RECORDS FOR THIS TASK:
::::

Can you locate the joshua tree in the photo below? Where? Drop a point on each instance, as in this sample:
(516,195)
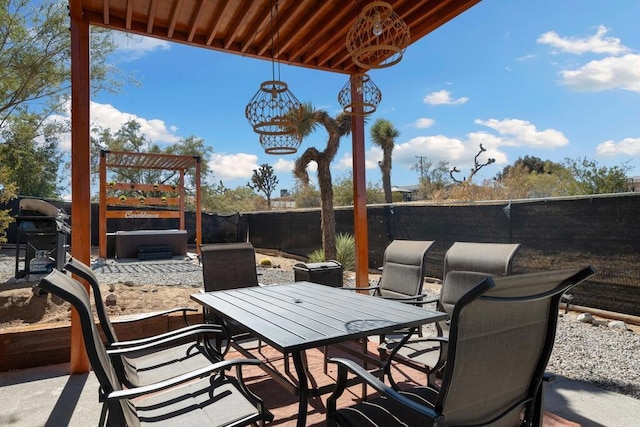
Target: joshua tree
(306,120)
(474,170)
(383,134)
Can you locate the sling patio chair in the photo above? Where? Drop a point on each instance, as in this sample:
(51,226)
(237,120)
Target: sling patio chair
(501,336)
(206,396)
(155,358)
(228,266)
(403,271)
(476,260)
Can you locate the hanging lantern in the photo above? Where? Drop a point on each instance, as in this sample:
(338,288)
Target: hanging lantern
(268,110)
(280,144)
(368,99)
(378,38)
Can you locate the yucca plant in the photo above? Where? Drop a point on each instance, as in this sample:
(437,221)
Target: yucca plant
(345,252)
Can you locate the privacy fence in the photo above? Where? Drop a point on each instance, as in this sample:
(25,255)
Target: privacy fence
(602,231)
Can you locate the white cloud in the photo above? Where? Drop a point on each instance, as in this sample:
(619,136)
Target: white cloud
(106,116)
(371,158)
(109,117)
(628,146)
(132,47)
(518,133)
(609,73)
(233,166)
(424,123)
(596,43)
(443,97)
(526,57)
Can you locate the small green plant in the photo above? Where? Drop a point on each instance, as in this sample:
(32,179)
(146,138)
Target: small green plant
(265,262)
(316,256)
(345,252)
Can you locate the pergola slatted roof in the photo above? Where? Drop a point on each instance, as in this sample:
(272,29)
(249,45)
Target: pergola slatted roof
(307,33)
(115,159)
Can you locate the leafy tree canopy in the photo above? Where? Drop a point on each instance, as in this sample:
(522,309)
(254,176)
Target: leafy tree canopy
(30,154)
(343,191)
(222,200)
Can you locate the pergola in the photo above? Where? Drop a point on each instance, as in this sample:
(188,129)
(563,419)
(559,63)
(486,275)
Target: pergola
(311,34)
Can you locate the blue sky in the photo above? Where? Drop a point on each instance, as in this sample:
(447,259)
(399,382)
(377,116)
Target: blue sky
(546,78)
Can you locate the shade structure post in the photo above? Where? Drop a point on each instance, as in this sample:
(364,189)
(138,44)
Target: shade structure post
(360,225)
(80,170)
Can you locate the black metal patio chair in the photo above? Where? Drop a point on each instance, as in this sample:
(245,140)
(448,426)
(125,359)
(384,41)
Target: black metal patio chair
(501,336)
(206,396)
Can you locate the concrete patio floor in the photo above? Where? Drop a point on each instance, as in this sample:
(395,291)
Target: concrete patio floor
(49,396)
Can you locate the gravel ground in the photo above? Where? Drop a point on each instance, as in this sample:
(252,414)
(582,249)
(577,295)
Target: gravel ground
(606,357)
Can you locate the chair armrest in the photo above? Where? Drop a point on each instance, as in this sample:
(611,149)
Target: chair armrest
(430,300)
(172,382)
(345,365)
(369,288)
(145,316)
(166,338)
(413,299)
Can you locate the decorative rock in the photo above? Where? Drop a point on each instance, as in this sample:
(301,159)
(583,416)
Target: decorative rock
(618,324)
(111,299)
(585,318)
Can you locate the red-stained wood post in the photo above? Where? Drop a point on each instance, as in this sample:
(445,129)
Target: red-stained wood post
(359,190)
(80,168)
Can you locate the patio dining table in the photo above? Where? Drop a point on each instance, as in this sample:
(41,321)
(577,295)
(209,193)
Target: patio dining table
(300,316)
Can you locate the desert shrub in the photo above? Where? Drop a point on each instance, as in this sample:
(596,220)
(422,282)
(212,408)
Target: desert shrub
(345,252)
(265,262)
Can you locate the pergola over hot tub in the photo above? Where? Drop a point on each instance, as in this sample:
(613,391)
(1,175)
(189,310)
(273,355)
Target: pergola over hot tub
(312,34)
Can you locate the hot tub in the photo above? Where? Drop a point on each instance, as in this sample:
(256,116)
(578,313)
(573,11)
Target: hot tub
(128,243)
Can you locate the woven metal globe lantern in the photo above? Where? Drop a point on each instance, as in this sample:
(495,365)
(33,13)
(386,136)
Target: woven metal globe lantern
(280,144)
(368,99)
(379,37)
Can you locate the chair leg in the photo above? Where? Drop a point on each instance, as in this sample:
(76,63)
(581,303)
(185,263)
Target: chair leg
(326,360)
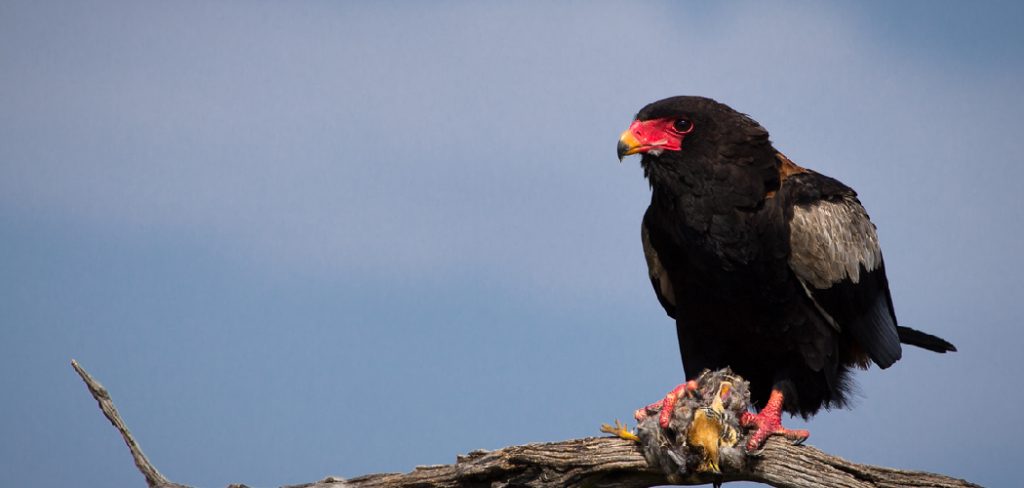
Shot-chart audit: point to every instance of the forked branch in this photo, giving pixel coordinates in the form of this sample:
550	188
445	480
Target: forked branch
606	461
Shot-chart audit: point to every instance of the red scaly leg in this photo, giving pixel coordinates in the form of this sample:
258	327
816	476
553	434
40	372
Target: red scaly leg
667	404
769	423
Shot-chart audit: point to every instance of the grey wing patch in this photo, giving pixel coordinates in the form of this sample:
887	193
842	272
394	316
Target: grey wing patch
658	276
830	240
835	254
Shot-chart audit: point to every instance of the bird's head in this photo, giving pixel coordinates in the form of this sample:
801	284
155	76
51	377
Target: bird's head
682	127
696	135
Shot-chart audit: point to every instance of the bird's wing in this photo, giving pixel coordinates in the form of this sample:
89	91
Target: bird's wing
658	275
835	253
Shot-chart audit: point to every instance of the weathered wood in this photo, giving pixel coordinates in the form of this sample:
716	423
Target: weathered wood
606	461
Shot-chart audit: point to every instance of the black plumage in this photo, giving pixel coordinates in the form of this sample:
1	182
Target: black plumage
768	268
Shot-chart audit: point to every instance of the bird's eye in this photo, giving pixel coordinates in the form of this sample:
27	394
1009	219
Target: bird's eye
682	126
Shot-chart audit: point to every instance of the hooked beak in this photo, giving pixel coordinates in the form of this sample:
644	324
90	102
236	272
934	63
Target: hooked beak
628	144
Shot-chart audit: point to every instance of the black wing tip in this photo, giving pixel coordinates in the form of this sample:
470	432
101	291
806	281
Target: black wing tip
925	340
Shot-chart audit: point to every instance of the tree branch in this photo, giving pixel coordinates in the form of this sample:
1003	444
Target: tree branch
606	461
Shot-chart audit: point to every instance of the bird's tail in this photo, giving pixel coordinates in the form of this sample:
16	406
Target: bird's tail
924	340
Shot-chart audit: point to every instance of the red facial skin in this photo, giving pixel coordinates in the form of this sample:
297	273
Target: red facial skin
657	134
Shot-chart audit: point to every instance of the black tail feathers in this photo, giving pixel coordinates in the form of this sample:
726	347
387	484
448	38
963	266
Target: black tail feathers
923	340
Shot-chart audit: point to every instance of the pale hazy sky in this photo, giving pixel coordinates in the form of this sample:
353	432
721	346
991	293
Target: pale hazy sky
300	239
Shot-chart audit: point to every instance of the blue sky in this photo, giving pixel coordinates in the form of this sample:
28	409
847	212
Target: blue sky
334	238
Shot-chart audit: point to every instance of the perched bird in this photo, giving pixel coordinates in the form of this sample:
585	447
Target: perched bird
767	267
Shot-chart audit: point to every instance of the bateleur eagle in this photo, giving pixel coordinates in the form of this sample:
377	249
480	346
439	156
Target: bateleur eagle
767	267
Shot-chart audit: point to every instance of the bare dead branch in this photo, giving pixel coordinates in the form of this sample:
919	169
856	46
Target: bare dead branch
606	461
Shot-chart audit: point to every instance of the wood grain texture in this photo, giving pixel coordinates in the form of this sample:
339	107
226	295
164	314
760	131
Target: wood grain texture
597	462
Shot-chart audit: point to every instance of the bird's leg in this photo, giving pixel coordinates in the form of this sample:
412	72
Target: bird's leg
667	404
769	423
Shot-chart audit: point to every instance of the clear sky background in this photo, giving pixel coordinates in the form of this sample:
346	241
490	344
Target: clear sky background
300	239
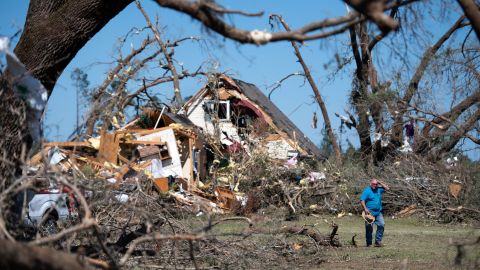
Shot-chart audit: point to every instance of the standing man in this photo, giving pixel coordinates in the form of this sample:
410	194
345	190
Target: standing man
371	200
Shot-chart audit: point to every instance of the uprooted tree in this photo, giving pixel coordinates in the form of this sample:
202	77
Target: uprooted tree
56	30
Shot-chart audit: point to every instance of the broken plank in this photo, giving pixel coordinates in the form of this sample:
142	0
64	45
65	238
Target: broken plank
137	142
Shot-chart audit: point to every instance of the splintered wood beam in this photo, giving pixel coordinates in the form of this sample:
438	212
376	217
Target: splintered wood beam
136	142
68	144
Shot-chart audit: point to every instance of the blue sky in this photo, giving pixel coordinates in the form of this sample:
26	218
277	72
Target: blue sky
261	65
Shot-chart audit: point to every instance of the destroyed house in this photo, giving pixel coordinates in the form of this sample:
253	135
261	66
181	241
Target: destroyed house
233	111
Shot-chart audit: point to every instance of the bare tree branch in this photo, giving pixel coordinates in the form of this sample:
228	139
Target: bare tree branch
472	12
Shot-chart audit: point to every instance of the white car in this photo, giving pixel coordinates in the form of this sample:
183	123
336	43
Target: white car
48	206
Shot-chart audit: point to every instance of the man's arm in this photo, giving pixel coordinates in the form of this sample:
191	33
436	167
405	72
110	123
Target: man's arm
385	186
365	207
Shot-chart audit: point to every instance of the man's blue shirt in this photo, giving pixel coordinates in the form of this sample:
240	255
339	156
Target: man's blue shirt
373	199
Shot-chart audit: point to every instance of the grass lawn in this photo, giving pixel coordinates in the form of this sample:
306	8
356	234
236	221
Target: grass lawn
409	244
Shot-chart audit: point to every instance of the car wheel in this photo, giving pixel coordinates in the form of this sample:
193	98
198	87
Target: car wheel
49	227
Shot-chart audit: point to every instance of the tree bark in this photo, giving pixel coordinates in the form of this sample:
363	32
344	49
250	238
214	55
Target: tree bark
55	30
472	12
402	105
318	97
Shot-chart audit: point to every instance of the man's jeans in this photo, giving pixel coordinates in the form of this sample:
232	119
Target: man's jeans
380	227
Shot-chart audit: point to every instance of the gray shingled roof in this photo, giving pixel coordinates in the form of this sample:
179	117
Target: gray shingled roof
279	119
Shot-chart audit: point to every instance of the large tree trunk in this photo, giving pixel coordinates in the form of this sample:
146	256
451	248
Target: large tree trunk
397	130
55	30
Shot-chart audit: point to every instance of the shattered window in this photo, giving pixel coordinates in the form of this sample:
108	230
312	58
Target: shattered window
222	109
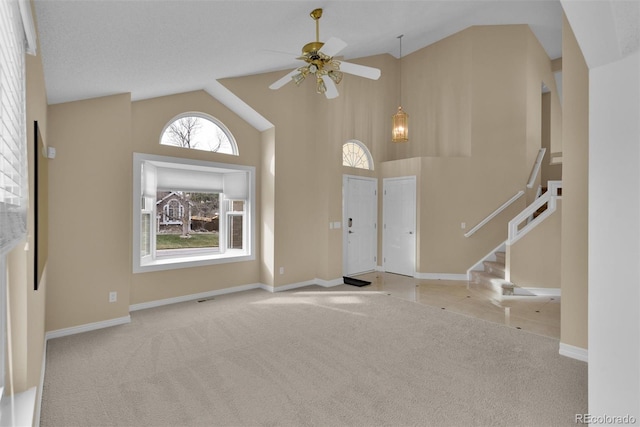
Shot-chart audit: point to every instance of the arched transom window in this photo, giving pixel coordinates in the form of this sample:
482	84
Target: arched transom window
199	131
356	155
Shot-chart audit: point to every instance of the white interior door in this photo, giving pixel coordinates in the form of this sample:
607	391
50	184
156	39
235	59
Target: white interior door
360	218
399	225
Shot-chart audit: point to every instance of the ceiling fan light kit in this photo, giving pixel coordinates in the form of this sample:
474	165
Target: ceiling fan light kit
320	63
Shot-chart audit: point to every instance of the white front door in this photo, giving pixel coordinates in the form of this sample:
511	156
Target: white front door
360	224
399	225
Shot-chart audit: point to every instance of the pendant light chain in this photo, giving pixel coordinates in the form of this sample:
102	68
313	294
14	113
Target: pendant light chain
400	127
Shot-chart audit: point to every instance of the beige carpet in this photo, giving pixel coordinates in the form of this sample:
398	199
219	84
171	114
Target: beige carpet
310	357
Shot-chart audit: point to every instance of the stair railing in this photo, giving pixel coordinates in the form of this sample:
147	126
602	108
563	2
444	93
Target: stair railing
548	198
536	168
494	213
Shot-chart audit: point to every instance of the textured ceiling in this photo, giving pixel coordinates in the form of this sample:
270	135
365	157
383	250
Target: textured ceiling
152	48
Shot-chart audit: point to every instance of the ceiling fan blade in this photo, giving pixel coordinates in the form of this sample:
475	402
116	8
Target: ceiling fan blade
360	70
332	90
333	46
283	81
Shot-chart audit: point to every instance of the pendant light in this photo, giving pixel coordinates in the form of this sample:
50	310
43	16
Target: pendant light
400	125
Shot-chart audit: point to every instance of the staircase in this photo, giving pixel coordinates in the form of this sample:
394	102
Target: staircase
493	276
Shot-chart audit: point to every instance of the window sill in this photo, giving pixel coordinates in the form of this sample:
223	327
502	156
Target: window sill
207	258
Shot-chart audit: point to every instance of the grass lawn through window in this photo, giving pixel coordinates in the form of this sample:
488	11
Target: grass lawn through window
196	240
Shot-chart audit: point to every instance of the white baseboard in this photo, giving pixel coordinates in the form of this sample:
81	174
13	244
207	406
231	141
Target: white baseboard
545	292
440	276
40	386
191	297
87	327
17	409
574	352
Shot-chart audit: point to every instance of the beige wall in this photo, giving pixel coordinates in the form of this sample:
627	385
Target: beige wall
549	172
575	148
89	211
534	261
91	187
469	147
148	118
470	103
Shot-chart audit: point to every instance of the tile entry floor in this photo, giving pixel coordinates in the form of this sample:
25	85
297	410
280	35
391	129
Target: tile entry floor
536	314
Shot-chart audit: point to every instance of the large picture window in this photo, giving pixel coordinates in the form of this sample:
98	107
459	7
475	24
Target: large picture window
191	213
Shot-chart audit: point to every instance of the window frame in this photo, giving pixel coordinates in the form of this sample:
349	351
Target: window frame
147	263
204	116
365	150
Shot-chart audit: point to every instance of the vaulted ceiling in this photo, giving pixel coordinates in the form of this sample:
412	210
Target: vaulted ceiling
152	48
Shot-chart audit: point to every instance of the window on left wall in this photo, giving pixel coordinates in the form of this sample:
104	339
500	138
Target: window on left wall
14	20
190	213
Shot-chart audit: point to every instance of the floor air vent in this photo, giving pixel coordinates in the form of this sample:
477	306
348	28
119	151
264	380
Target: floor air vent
355	282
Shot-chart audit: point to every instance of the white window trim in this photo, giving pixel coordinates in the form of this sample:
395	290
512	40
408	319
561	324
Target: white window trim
215	257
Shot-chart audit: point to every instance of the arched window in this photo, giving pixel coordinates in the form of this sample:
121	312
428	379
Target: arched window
199	131
356	155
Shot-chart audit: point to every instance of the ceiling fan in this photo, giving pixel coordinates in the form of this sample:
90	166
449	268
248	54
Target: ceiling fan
321	65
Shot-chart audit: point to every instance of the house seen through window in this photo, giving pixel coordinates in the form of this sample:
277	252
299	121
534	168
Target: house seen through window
191	213
199	131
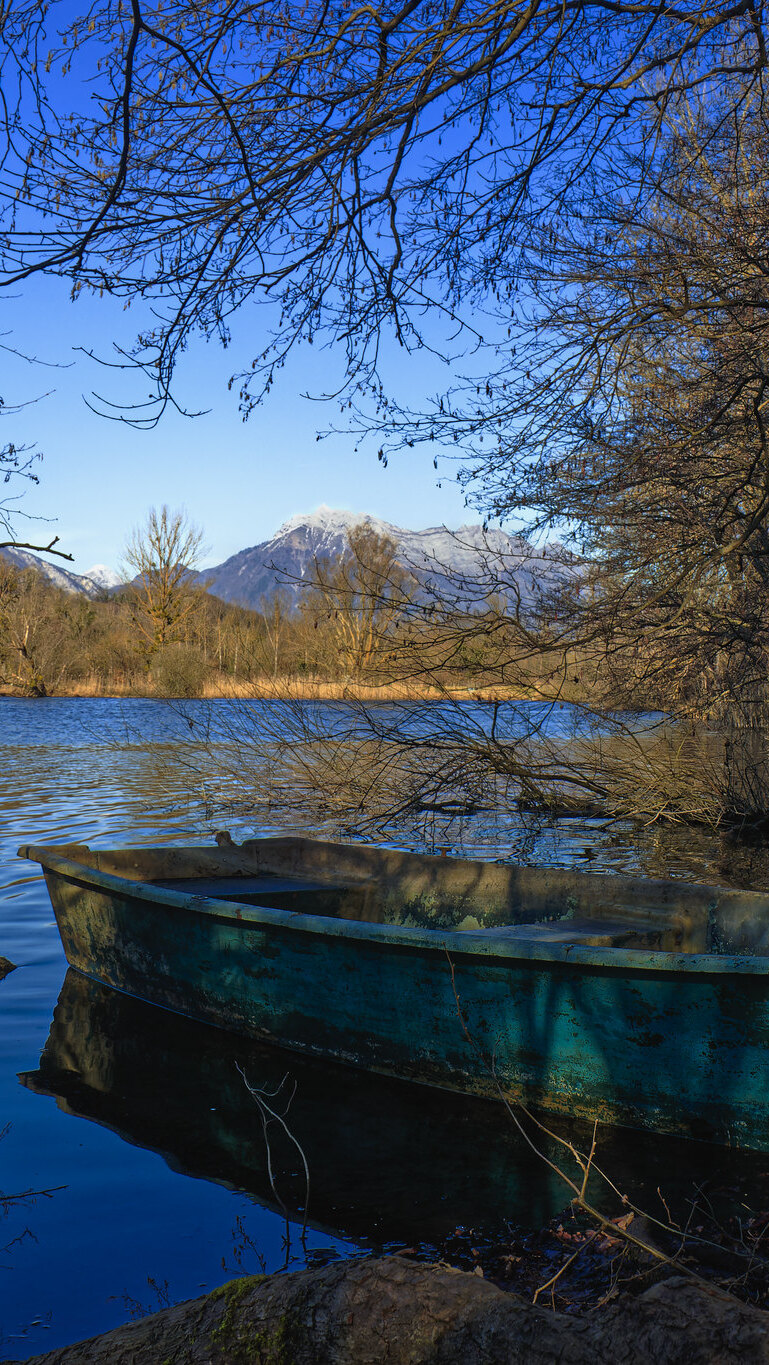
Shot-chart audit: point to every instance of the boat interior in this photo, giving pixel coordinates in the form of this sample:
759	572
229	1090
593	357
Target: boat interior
551	907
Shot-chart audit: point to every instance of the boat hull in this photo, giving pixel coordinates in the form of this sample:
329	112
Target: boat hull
675	1043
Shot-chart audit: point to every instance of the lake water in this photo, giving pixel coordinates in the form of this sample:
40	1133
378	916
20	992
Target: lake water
138	1122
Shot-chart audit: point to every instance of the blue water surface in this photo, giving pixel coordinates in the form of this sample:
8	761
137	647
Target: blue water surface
137	1214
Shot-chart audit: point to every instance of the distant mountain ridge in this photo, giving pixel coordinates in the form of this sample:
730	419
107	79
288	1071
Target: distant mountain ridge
459	567
467	563
90	584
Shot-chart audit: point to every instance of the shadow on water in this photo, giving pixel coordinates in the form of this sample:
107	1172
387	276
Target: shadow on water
389	1162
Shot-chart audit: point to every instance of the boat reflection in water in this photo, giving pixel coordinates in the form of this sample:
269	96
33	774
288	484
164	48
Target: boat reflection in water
389	1162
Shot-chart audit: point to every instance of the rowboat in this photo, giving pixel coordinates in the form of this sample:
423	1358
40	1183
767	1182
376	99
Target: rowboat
627	1001
389	1162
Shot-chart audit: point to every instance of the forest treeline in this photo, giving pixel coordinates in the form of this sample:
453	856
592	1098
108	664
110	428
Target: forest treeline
359	623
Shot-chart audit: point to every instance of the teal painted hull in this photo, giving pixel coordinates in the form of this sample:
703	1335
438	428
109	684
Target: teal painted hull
669	1042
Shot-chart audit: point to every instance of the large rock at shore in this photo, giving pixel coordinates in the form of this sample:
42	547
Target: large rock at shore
398	1312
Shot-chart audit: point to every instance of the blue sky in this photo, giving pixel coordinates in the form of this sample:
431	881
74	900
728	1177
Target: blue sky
238	481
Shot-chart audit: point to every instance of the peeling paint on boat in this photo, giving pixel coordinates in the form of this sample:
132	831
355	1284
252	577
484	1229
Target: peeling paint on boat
675	1042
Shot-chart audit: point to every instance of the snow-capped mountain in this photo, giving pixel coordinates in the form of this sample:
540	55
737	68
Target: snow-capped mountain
460	567
56	573
456	567
104	578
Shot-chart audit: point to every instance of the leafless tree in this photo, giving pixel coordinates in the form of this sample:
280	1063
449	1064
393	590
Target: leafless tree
160	560
355	167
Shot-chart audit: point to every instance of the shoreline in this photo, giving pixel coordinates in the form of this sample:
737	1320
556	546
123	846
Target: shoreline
282	688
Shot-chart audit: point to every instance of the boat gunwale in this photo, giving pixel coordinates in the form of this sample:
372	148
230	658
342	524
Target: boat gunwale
452	942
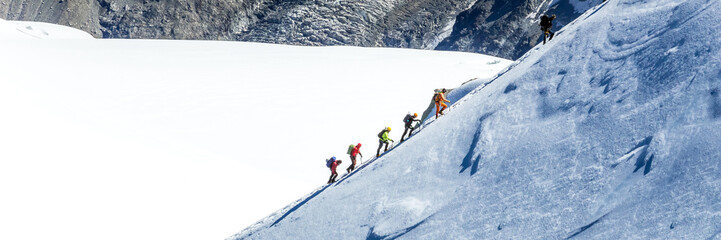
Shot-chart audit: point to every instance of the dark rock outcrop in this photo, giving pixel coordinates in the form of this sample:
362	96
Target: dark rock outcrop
500	28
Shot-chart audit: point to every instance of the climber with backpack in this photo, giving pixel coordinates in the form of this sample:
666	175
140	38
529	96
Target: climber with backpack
353	151
441	101
546	24
332	163
408	120
383	139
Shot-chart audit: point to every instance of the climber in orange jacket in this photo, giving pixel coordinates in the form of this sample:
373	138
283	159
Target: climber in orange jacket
441	101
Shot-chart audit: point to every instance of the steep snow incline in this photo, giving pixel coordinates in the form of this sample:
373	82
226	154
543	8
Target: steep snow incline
610	131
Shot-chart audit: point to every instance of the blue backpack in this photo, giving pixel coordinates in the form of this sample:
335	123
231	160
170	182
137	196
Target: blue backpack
329	162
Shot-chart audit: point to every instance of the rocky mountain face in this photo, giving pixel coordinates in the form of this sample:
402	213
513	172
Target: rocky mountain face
500	28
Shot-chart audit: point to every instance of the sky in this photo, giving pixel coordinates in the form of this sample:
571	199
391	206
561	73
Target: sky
141	139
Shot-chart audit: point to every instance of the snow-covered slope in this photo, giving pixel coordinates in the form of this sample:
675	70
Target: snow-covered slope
144	139
610	131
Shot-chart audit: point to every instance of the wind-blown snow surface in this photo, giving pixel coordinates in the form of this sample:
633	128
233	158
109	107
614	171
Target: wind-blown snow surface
136	139
610	131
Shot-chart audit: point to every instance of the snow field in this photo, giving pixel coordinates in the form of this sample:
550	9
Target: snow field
128	139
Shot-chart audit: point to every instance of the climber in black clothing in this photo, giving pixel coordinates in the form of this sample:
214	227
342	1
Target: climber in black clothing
408	120
546	24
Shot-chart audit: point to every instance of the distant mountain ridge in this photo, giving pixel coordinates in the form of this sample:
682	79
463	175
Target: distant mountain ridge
500	28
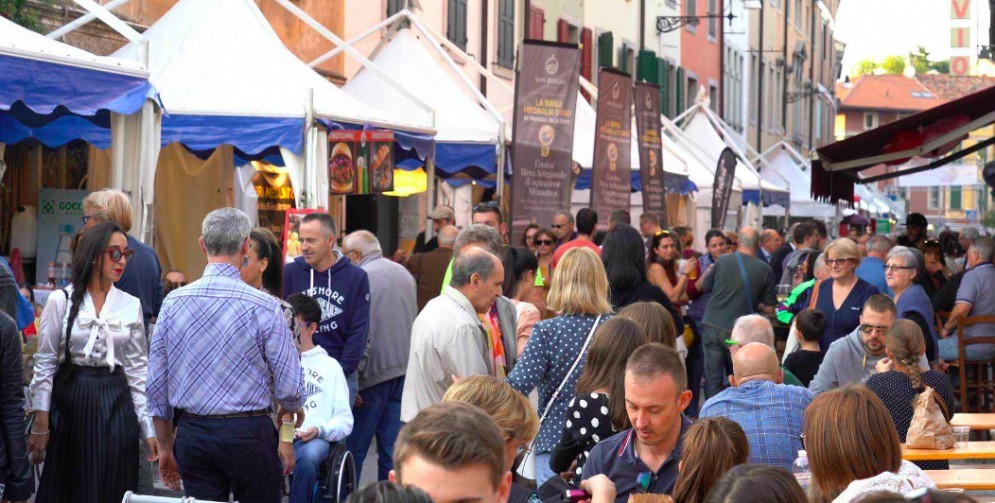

::::

Without the pictures, return the listing above from its first line through the line that has "Can you locate the sling".

SOLUTION:
Can you locate the joshua tree in the photo below? Where? Drop a point on each instance, as in this sample:
(516,195)
Target: joshua tree
(306,120)
(474,170)
(383,134)
Can you locate the sling patio chair in the photo above? Where? Drop a point on each instance, as in this sample:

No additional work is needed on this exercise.